Input data:
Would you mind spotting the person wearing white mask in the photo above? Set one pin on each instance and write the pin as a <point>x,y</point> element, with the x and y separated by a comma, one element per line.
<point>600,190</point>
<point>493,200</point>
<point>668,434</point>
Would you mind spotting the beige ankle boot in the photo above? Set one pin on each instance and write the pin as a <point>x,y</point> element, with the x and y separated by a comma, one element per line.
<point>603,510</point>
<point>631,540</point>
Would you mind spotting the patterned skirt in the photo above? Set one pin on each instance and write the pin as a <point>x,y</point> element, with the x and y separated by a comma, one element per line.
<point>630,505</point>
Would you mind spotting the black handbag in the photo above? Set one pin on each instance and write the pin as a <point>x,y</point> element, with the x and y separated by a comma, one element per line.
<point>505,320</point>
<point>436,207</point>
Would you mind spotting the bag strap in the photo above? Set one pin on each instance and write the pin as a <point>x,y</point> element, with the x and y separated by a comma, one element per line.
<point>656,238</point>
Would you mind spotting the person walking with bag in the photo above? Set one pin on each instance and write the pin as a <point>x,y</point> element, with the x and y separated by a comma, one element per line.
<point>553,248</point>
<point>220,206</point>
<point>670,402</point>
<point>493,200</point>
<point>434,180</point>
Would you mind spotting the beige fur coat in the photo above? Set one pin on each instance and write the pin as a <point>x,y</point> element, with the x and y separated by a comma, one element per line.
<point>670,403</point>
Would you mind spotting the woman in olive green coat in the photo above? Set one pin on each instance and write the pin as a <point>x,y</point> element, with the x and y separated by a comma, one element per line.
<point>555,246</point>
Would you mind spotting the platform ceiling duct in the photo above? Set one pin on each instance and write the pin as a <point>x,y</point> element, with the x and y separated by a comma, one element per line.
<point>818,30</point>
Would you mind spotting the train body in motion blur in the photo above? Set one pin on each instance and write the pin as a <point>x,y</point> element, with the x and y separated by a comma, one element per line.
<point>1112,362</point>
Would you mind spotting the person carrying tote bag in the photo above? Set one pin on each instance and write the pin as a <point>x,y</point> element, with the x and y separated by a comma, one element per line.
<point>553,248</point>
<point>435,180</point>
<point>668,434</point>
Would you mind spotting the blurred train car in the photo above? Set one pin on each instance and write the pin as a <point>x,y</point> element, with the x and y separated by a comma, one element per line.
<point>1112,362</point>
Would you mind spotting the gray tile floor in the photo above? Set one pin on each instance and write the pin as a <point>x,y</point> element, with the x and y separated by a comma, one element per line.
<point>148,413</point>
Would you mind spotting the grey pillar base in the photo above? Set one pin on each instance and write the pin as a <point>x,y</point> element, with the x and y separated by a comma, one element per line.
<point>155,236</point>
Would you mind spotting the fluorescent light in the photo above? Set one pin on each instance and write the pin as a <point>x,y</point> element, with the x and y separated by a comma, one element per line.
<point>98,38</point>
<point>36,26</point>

Request:
Add 123 to both the x and y coordinates of every point in the answers, and write out again every line from the beginning of the records through the line with "<point>670,403</point>". Leave all other text in those lines unchanged.

Result below:
Would you mind spotting the person wearing white mask in the photo above? Set one pin on each instance and write the pin as a <point>x,y</point> element, with the x and y separated by a comma, one element per line.
<point>723,313</point>
<point>616,323</point>
<point>791,557</point>
Would you mind spotting the beige ankle boot in the photo above? Set one pin on each instance and write the pin as a <point>x,y</point> element, with the x and y separated by a comma, one element per line.
<point>726,633</point>
<point>754,663</point>
Would you mind spotting the patterned skirt in the photo above? Set one pin on each instance and write the pin as a <point>x,y</point> element, with the x and y separated by a comma, one element per line.
<point>753,628</point>
Would you mind spotting the black handbag in the photo above? Set one pin on each instance and write the pin as a <point>x,y</point> element, with the x and y separated by a comma, one element per line.
<point>628,443</point>
<point>559,330</point>
Would you mind spotting the bag strap in the photo above? Set one pin on each instance and write the pin as a <point>x,y</point> element, with the x and y separated by a comma, one element per line.
<point>779,361</point>
Would you mind spotting the person walking with bag in the photo above? Set one pin on each instance and write the pin as a <point>x,y</point> element, with the x and y separated by a comma, one element per line.
<point>676,371</point>
<point>343,329</point>
<point>793,525</point>
<point>616,323</point>
<point>557,303</point>
Would you mind spotting the beige fur coat in the photo above? Set one pin on each instance and write the pin as a <point>x,y</point> element, with the x and y separated by a comma, one element per line.
<point>793,526</point>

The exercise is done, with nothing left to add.